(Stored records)
Content starts

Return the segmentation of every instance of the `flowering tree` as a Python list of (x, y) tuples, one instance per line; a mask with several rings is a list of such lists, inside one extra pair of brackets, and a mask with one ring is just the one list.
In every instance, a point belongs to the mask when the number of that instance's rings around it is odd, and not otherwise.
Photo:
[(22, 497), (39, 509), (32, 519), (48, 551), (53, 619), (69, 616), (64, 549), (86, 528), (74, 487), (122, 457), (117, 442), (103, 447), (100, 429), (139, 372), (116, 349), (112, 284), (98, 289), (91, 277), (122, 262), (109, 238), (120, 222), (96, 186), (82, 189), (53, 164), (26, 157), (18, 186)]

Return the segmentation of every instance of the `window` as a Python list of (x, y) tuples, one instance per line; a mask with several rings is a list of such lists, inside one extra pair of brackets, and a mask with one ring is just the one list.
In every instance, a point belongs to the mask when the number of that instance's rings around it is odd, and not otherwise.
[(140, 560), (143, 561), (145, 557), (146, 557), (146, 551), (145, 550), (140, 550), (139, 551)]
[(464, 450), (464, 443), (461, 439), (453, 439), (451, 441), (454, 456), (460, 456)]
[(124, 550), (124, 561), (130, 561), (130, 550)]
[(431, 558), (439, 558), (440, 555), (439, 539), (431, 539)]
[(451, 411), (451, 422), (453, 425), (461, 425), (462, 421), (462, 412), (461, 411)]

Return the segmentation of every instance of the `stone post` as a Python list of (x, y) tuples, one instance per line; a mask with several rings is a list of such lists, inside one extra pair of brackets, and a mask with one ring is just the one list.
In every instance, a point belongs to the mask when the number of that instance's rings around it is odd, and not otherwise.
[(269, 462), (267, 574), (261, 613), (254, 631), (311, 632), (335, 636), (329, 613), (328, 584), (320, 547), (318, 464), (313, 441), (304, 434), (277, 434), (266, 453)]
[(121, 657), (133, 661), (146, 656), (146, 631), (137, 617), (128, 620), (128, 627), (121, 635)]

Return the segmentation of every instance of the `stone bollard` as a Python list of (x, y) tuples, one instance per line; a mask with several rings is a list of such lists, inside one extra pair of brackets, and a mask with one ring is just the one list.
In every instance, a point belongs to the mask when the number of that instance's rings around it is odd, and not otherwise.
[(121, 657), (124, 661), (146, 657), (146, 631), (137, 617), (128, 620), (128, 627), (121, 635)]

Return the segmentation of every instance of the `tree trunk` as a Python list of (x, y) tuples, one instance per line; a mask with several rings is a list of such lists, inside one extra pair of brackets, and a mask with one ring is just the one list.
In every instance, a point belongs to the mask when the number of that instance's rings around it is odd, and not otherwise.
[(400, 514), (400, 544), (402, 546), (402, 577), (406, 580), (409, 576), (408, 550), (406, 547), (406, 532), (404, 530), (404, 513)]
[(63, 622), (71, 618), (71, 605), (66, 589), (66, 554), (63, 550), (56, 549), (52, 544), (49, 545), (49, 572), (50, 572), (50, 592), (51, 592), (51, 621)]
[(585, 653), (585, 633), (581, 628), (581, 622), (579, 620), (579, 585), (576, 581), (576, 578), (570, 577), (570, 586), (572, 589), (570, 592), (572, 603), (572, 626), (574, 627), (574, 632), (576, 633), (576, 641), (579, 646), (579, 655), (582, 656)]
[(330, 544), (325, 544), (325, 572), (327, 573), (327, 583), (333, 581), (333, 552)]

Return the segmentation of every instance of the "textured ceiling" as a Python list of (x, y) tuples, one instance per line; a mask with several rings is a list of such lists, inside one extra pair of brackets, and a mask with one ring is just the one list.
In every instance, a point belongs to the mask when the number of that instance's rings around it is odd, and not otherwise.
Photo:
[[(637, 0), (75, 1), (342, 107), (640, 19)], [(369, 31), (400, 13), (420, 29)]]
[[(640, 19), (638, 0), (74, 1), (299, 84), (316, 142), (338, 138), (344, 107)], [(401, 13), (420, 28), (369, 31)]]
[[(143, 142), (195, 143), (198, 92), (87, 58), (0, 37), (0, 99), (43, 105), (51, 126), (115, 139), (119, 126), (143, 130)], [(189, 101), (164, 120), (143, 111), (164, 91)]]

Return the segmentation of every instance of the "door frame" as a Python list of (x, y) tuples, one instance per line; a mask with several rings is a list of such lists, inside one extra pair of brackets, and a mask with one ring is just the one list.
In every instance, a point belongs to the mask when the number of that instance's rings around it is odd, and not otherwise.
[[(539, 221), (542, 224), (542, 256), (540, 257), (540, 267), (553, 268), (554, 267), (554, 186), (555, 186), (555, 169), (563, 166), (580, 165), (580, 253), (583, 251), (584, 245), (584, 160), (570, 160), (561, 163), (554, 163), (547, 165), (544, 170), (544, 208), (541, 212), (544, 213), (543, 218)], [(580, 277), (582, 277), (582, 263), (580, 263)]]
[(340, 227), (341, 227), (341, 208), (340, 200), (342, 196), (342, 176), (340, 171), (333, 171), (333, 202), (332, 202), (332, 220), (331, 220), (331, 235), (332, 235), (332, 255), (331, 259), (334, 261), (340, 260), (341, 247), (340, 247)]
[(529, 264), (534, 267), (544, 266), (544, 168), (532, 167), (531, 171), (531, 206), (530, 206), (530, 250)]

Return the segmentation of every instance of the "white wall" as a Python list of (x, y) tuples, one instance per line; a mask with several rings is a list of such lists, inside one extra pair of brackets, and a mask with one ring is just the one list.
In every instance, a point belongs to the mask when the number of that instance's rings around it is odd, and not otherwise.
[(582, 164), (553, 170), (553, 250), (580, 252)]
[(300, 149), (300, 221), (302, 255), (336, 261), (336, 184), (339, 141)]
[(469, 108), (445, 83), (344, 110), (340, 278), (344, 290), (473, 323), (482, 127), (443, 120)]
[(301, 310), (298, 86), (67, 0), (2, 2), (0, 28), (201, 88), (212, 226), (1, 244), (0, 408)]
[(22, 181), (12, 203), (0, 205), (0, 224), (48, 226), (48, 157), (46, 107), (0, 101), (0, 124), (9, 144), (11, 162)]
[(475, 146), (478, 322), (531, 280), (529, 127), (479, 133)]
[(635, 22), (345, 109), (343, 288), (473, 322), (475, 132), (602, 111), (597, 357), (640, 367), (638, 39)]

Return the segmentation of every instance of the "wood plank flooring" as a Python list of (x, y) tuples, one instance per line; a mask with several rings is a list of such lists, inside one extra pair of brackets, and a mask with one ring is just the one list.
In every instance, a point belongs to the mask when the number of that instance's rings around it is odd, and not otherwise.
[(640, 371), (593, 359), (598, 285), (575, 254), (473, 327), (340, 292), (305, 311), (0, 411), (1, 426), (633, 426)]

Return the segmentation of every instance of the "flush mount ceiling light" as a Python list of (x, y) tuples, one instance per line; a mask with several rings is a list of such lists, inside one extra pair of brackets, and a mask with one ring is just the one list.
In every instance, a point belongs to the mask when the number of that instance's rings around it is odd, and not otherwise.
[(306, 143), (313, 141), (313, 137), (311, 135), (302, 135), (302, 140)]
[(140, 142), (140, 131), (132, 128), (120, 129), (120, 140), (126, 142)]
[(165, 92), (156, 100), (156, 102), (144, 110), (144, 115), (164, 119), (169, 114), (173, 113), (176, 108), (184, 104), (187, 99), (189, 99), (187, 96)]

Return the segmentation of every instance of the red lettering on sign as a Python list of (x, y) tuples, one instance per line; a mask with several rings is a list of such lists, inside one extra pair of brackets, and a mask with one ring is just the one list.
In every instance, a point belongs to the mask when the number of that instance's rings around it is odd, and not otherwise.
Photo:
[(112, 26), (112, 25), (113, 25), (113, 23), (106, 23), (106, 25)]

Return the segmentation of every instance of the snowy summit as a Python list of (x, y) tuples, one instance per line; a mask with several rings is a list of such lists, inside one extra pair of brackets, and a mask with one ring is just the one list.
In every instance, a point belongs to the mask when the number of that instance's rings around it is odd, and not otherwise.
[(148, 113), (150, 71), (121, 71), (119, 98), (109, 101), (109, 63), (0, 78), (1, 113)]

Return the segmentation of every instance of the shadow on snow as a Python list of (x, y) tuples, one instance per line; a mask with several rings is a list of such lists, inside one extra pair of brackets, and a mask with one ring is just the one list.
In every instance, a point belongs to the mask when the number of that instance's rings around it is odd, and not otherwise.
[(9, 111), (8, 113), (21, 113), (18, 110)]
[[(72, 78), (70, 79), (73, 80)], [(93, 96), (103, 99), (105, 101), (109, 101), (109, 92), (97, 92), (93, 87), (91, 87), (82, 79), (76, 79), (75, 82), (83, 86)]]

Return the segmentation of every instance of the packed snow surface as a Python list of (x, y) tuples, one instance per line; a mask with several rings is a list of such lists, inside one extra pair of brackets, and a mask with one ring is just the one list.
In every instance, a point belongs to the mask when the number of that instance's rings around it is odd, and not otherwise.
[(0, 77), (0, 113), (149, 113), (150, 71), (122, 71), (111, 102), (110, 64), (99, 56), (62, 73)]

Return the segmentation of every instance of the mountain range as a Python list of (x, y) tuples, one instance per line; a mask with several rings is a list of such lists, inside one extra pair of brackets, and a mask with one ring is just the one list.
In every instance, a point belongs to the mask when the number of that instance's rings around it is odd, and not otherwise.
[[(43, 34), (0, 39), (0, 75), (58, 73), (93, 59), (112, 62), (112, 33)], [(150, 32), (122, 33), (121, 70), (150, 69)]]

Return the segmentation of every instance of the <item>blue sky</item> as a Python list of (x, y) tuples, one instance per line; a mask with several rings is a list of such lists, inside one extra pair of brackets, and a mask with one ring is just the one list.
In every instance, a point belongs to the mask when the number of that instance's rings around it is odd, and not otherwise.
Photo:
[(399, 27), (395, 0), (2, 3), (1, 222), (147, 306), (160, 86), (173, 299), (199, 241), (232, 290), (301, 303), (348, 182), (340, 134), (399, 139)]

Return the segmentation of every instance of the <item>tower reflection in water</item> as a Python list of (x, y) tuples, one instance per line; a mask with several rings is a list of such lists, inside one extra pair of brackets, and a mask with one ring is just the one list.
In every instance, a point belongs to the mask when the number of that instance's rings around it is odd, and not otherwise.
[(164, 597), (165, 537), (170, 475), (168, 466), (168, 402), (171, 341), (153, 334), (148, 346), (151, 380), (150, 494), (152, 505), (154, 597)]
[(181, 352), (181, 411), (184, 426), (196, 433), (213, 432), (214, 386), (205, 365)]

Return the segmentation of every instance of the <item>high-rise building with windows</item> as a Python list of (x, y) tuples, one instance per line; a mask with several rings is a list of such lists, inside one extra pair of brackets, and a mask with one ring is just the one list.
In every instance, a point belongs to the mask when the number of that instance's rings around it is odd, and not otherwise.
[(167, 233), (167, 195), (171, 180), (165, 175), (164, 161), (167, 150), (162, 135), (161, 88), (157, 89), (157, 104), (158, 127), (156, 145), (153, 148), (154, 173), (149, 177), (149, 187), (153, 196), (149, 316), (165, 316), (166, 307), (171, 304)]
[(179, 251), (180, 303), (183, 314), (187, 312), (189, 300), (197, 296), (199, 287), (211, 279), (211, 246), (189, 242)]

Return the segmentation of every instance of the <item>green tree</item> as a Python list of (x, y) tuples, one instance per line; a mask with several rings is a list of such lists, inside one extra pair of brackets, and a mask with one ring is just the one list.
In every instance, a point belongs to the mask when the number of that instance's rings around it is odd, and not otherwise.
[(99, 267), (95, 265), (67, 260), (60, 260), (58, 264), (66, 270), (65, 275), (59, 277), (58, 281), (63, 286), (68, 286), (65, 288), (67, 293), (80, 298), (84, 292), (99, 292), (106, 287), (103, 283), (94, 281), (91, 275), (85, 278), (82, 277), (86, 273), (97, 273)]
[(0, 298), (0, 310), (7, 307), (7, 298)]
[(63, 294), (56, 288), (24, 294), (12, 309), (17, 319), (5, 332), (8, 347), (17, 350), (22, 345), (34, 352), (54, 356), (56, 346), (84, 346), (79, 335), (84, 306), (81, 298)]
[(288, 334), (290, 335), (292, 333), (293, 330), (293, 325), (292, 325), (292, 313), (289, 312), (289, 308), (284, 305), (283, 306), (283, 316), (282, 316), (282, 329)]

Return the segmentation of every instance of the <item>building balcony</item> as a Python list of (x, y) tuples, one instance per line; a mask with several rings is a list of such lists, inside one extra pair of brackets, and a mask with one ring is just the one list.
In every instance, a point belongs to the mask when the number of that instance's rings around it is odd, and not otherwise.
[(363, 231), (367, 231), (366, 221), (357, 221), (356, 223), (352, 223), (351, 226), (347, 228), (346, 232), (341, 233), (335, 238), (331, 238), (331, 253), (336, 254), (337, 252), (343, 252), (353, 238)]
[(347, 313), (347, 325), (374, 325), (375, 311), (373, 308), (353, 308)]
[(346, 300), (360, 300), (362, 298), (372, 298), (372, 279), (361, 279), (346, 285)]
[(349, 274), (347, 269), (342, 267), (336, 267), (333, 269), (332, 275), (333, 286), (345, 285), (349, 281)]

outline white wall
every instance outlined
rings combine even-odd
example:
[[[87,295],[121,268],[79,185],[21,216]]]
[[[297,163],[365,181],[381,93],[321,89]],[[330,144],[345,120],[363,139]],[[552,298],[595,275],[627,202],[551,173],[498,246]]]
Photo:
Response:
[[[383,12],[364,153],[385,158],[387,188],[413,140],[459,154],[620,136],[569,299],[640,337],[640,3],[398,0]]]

Content ends

Your goal: Only a verbatim transcription of the lines from the one containing "Return the segmentation of every instance of the <item>building" through the last line of the records counts as the answer.

Exercise solution:
Return the segmentation of every instance of the <item>building balcony</item> as a Python list of (x, y) tuples, one instance per line; a mask with several rings is a list of such lists, inside one extra pair of brackets, and a mask with one ring is just the one list.
In every instance, a point belongs to the mask when the number of that instance's rings around it is odd, and not otherwise.
[(363, 231), (367, 231), (366, 221), (357, 221), (356, 223), (352, 223), (351, 226), (347, 228), (346, 232), (341, 233), (335, 238), (331, 238), (331, 253), (336, 254), (337, 252), (343, 252), (353, 238)]
[(347, 313), (347, 325), (374, 325), (375, 311), (373, 308), (353, 308)]
[(346, 300), (360, 300), (362, 298), (372, 298), (372, 279), (361, 279), (346, 285)]
[(349, 274), (347, 269), (342, 267), (336, 267), (333, 269), (332, 275), (333, 286), (345, 285), (349, 281)]

outline white wall
every instance outlined
rings combine even-odd
example:
[[[87,295],[121,268],[79,185],[21,216]]]
[[[297,163],[365,181],[381,93],[321,89]],[[330,144],[345,120],[363,139]],[[552,298],[595,275],[627,202],[551,173],[498,246]]]
Photo:
Response:
[[[383,12],[364,153],[385,158],[387,188],[413,140],[459,154],[620,136],[569,299],[640,337],[640,3],[398,0]]]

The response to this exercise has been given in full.